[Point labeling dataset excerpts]
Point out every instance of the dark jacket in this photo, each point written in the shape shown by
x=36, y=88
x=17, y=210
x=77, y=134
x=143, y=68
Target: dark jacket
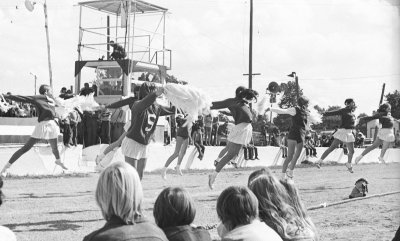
x=116, y=230
x=187, y=233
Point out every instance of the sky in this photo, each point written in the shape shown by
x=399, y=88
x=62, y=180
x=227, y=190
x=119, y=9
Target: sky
x=339, y=49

### Short exercise
Repeat the entries exactly and keep the pictures out of the copy.

### Complete answer
Point out every instance of the dark jacket in this photo, each point written in the shape shown by
x=36, y=88
x=17, y=210
x=77, y=134
x=143, y=68
Target: dark jacket
x=116, y=230
x=187, y=233
Point out every instance of the sky in this photo, each point written in the shape shown by
x=399, y=88
x=62, y=180
x=227, y=190
x=119, y=9
Target: sky
x=339, y=49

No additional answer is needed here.